* [Instructions to follow]
Print the listing below word for word, but leave out the pictures.

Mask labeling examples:
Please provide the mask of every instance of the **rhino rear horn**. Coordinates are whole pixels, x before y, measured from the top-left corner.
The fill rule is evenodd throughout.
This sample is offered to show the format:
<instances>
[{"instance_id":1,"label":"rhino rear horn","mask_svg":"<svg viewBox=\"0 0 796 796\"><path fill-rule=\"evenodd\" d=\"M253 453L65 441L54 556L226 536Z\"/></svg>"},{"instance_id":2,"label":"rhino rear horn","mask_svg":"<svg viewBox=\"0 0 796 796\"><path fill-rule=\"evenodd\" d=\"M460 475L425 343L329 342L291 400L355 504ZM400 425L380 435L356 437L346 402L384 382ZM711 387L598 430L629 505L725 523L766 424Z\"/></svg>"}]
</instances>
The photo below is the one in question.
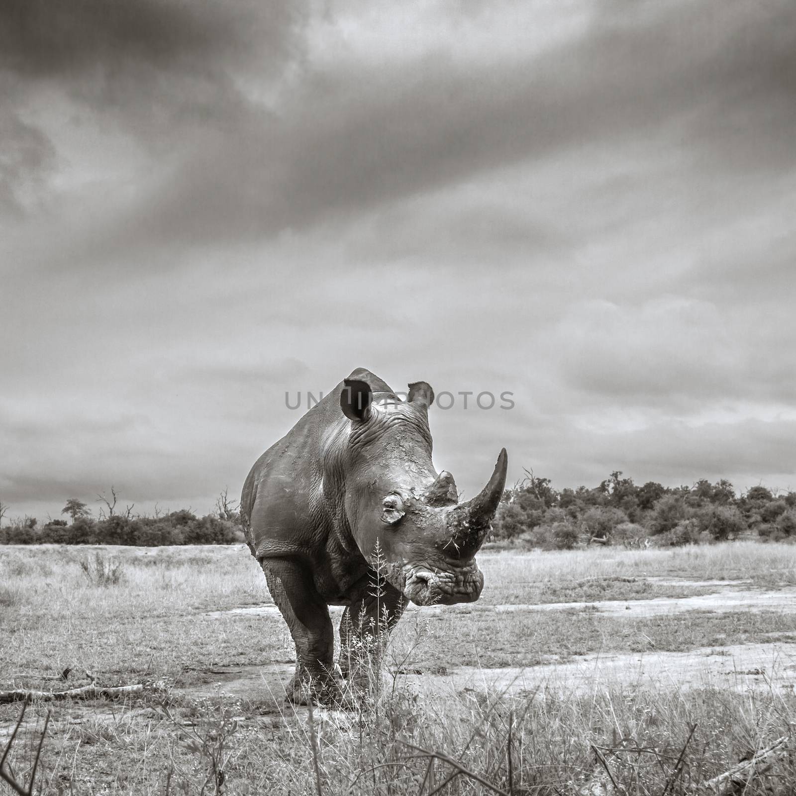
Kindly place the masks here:
<instances>
[{"instance_id":1,"label":"rhino rear horn","mask_svg":"<svg viewBox=\"0 0 796 796\"><path fill-rule=\"evenodd\" d=\"M349 420L366 420L373 393L367 381L345 379L340 393L340 408Z\"/></svg>"},{"instance_id":2,"label":"rhino rear horn","mask_svg":"<svg viewBox=\"0 0 796 796\"><path fill-rule=\"evenodd\" d=\"M490 523L503 497L508 467L509 456L503 448L489 483L472 500L451 509L447 517L450 537L443 545L446 552L470 557L483 544Z\"/></svg>"},{"instance_id":3,"label":"rhino rear horn","mask_svg":"<svg viewBox=\"0 0 796 796\"><path fill-rule=\"evenodd\" d=\"M423 495L429 505L451 505L458 501L458 492L453 476L443 470Z\"/></svg>"},{"instance_id":4,"label":"rhino rear horn","mask_svg":"<svg viewBox=\"0 0 796 796\"><path fill-rule=\"evenodd\" d=\"M417 404L427 409L434 403L434 390L426 381L415 381L409 384L407 400L410 404Z\"/></svg>"}]
</instances>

* [Exercise answer]
Please provide the mask of every instance of the **rhino rear horn**. Coordinates are whole pixels, x before y, measured from the top-left corner.
The fill rule is evenodd throughout.
This sample is offered to show the format:
<instances>
[{"instance_id":1,"label":"rhino rear horn","mask_svg":"<svg viewBox=\"0 0 796 796\"><path fill-rule=\"evenodd\" d=\"M253 453L65 441L54 556L226 536Z\"/></svg>"},{"instance_id":2,"label":"rhino rear horn","mask_svg":"<svg viewBox=\"0 0 796 796\"><path fill-rule=\"evenodd\" d=\"M460 475L425 343L329 342L291 400L355 504ZM400 425L380 435L356 437L346 402L384 382ZM711 387L598 430L629 505L725 523L766 424Z\"/></svg>"}]
</instances>
The photo below is the one in question.
Kindly place the masks here:
<instances>
[{"instance_id":1,"label":"rhino rear horn","mask_svg":"<svg viewBox=\"0 0 796 796\"><path fill-rule=\"evenodd\" d=\"M349 420L366 420L373 393L367 381L345 379L340 393L340 408Z\"/></svg>"},{"instance_id":2,"label":"rhino rear horn","mask_svg":"<svg viewBox=\"0 0 796 796\"><path fill-rule=\"evenodd\" d=\"M490 523L503 497L508 467L509 456L503 448L489 483L472 500L451 509L447 517L450 537L443 545L446 552L470 557L483 544Z\"/></svg>"},{"instance_id":3,"label":"rhino rear horn","mask_svg":"<svg viewBox=\"0 0 796 796\"><path fill-rule=\"evenodd\" d=\"M423 495L429 505L451 505L458 501L458 492L453 476L443 470Z\"/></svg>"},{"instance_id":4,"label":"rhino rear horn","mask_svg":"<svg viewBox=\"0 0 796 796\"><path fill-rule=\"evenodd\" d=\"M417 404L427 409L434 403L434 390L426 381L415 381L409 384L407 400L410 404Z\"/></svg>"}]
</instances>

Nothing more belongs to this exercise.